Object pointing dataset lines

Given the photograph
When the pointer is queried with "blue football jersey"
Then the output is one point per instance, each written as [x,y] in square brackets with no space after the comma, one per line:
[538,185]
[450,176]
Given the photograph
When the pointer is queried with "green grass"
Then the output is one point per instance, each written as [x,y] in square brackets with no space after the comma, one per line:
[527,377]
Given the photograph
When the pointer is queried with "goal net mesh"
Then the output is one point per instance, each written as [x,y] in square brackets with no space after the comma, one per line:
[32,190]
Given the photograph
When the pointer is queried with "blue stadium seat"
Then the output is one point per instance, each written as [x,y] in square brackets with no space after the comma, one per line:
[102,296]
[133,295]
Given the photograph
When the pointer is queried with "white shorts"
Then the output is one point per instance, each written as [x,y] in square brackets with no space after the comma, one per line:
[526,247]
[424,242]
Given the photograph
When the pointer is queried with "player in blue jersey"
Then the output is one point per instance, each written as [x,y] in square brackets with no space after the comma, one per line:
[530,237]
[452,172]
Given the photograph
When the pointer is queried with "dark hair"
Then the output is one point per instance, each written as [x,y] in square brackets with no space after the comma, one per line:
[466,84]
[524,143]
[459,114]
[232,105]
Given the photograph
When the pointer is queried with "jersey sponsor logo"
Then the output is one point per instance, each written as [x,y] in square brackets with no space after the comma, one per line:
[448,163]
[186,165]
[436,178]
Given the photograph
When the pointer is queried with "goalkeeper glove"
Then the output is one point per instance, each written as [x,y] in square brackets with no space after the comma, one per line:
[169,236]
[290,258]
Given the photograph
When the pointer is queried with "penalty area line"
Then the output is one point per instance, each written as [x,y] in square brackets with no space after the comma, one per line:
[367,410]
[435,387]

Objective
Which lines above contain the word "blue"? Identify each one and copy it out in full, treating case as significant.

Written solution
When the pointer is queried with "blue football jersey"
When the pointer is queried with "blue stadium seat"
When the pointer is queried with "player in blue jersey"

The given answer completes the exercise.